_TASKS TO CARRY OUT_:
1: Using the abstract on nanocellulose emulsions, decide whether each statement agrees with it, answering yes or no and quoting the deciding words from the abstract: (a) Over time the emulsion separates into an upper phase that is rich in droplets. (b) The dispersed droplets come from the CNC/PEG solution. (c) The PEG and dextran solutions are thermodynamically incompatible.
2: Count the lines of the entries that contain the word "wooden", treating uppercase and lowercase as different, and reply with the number alone.

All-Aqueous Liquid Crystal Nanocellulose Emulsions with Permeable Interfacial Assembly

Long Bai; Siqi Huan; Bin Zhao; Ya Zhu; Jordi Esquena; Feng Chen; Guang Gao; Eyal Zussman; Guang Chu; Orlando J. Rojas

doi:10.1021/acsnano.0c05251

All-Aqueous Liquid Crystal Nanocellulose Emulsions with Permeable Interfacial Assembly

Long Bai, Siqi Huan, Bin Zhao, Ya Zhu, Jordi Esquena, Feng Chen, Guang Gao, Eyal Zussman, Guang Chu^*, Orlando J. Rojas^*

^*Corresponding author for this work

Research output: Contribution to journal › Article › Scientific › peer-review

Abstract

We report on the formation of water-in-water liquid crystal emulsions with permeable colloidal assemblies. Rodlike cellulose nanocrystals (CNC) spontaneously self-assemble into a helical arrangement with the coexistence of nonionic, hydrophilic polyethylene glycol (PEG) and dextran, whereas the two polymer solutions are thermodynamically incompatible. Stable water-in-water emulsions are easily prepared by mixing the respective CNC/polymer solutions, showing micrometric CNC/PEG dispersed droplets and a continuous CNC/dextran phase. With time, the resulting emulsion demixes into an upper, droplet-lean isotropic phase and a bottom, droplet-rich cholesteric phase. Owing to the osmotic pressure gradient between PEG and dextran phases, target transfer of cellulose nanoparticles occurs across the water/water interface to reassemble into a liquid crystal-in-liquid crystal emulsion with global cholesteric organization. The observed structural, optical, and temporal evolution confirm that the colloidal particles in the two immiscible phases experience short-range interactions and form long-range assemblies across the interface.

_PROVIDED ENTRIES_:
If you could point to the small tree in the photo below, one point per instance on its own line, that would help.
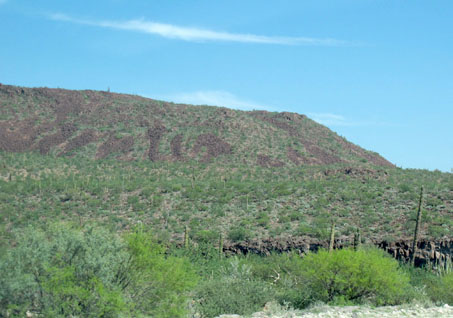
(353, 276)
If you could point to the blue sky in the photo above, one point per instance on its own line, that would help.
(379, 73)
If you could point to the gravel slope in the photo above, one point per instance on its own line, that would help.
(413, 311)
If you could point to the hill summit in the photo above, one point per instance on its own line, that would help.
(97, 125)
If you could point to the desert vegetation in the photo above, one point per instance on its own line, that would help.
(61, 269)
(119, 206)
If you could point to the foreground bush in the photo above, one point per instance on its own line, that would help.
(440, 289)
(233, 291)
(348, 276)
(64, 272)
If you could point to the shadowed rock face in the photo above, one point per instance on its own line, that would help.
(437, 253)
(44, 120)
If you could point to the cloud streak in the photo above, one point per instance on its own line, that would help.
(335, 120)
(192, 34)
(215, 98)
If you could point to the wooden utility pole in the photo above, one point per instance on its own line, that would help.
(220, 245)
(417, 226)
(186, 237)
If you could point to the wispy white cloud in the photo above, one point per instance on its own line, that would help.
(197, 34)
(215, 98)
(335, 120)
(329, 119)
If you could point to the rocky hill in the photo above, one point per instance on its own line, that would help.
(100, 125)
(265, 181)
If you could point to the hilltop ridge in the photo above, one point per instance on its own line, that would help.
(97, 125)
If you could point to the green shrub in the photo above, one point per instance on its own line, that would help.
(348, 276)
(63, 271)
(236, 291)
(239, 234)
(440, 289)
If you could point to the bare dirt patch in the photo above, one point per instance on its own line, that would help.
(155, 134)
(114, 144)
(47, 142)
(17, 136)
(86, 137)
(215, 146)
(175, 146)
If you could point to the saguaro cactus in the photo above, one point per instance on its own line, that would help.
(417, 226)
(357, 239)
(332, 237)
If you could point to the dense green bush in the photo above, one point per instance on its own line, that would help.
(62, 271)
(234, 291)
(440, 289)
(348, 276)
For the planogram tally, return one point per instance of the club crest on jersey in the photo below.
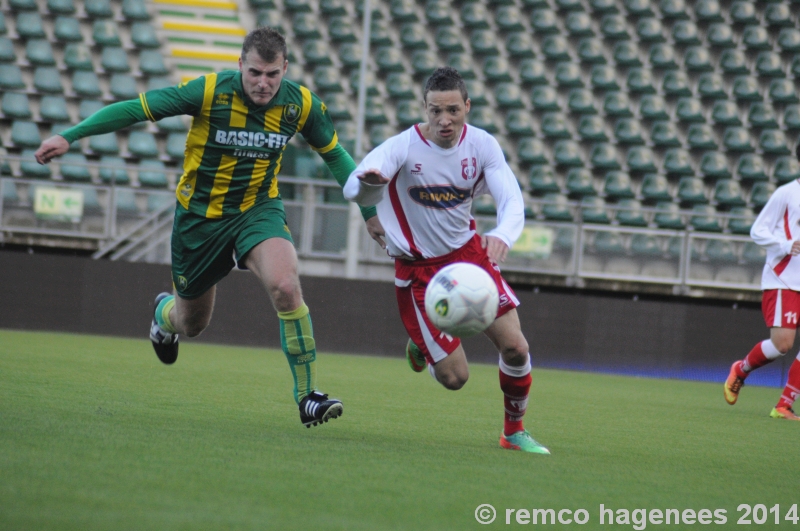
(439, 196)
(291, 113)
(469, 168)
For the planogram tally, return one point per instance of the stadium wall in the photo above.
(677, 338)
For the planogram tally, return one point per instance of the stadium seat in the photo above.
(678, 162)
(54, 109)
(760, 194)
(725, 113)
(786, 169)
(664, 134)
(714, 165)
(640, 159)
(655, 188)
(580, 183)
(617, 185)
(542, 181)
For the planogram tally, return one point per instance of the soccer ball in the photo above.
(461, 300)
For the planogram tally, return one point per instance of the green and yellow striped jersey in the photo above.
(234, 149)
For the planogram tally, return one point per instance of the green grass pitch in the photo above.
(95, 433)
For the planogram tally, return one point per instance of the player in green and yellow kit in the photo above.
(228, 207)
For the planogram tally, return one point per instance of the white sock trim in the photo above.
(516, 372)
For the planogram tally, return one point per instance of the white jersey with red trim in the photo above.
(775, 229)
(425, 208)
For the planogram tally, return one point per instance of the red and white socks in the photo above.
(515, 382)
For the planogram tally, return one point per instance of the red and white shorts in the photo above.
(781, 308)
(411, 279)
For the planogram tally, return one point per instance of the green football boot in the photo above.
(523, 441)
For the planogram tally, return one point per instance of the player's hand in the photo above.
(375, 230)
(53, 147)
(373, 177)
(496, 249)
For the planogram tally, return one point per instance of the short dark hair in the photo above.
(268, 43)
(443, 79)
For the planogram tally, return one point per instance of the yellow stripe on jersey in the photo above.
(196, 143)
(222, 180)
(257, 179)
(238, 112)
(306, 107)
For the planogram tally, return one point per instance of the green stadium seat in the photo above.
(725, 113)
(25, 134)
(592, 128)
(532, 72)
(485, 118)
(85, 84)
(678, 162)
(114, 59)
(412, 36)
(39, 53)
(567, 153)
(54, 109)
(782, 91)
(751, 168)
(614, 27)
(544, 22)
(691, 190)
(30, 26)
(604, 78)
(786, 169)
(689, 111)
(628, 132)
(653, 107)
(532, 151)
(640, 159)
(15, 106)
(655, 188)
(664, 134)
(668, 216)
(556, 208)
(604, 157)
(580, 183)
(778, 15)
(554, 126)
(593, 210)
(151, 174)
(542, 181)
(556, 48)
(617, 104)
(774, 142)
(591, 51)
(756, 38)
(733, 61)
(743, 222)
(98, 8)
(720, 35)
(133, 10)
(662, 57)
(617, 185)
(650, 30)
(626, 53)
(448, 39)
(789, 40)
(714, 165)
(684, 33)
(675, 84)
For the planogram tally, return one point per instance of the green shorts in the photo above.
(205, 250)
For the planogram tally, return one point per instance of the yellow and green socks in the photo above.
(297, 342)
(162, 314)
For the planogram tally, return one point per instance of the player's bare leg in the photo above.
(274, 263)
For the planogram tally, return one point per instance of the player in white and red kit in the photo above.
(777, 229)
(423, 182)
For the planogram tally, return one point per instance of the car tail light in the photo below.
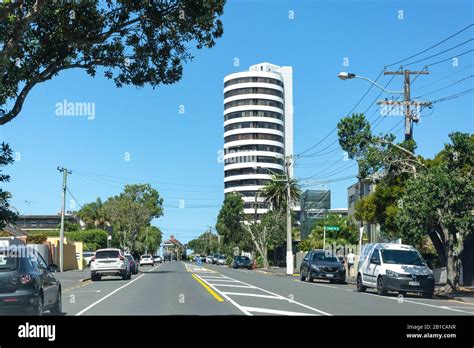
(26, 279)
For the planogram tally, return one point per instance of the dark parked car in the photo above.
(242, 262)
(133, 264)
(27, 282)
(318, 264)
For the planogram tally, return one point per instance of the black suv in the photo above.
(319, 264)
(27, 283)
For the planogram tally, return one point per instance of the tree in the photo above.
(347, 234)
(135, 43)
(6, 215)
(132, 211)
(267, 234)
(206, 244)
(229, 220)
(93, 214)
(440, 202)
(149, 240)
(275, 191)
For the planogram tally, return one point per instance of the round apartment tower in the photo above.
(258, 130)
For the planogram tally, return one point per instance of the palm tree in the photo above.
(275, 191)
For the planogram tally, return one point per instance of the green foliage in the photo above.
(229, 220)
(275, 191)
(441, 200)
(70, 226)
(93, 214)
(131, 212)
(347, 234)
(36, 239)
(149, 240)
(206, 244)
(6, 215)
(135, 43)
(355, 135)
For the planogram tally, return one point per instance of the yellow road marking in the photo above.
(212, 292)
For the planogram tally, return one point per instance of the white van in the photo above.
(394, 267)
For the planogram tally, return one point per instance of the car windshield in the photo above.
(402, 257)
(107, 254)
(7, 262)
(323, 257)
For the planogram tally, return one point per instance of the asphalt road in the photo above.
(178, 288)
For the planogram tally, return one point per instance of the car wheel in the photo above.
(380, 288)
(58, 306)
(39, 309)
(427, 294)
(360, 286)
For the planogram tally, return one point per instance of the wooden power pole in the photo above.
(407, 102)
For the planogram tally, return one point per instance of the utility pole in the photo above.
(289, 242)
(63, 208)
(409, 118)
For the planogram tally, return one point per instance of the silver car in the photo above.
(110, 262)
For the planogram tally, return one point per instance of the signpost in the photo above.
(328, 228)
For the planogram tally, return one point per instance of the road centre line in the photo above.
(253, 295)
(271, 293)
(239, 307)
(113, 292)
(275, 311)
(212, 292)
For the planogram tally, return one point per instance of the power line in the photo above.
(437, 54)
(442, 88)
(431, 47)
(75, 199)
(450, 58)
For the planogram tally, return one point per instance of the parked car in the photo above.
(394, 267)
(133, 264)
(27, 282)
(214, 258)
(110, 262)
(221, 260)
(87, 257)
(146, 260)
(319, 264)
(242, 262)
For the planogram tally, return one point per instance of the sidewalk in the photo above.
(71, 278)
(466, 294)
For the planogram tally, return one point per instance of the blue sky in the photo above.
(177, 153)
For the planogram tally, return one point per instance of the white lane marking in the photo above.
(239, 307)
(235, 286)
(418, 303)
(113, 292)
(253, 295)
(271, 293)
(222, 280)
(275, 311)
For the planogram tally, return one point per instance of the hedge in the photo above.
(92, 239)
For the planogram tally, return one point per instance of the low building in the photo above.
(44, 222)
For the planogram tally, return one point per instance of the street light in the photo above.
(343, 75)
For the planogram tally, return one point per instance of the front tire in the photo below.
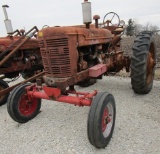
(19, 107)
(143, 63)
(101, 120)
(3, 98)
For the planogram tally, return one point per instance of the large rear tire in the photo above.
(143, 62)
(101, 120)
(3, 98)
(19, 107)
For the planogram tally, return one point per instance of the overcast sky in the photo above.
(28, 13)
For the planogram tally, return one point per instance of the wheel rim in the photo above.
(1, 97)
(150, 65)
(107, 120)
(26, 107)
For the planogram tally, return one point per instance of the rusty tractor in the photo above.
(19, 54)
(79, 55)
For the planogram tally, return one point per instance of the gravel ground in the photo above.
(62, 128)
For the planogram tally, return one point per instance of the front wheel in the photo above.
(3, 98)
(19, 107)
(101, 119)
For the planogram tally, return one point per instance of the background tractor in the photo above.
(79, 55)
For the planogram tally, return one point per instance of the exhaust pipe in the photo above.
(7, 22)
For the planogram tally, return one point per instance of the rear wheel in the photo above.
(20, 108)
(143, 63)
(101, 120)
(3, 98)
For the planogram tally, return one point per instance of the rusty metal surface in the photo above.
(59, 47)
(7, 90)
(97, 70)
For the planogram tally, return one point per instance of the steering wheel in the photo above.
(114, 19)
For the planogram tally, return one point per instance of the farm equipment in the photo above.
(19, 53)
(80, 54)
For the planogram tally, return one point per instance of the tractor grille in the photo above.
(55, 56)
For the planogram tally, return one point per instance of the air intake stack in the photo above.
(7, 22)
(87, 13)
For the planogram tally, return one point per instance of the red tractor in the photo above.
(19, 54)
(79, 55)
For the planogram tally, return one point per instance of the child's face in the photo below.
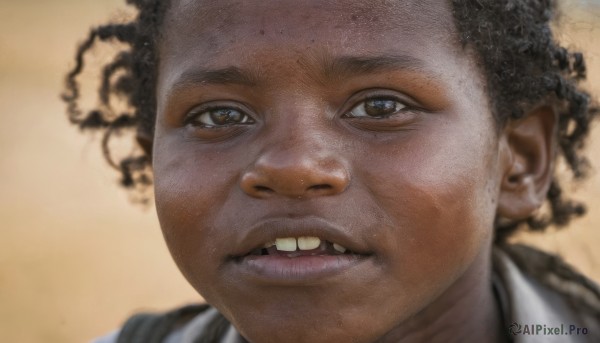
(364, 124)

_SOLUTIONS FOR EACH TASK_:
1:
(a) No: "an upper, droplet-lean isotropic phase and a bottom, droplet-rich cholesteric phase"
(b) Yes: "showing micrometric CNC/PEG dispersed droplets and a continuous CNC/dextran phase"
(c) Yes: "the two polymer solutions are thermodynamically incompatible"

2: 2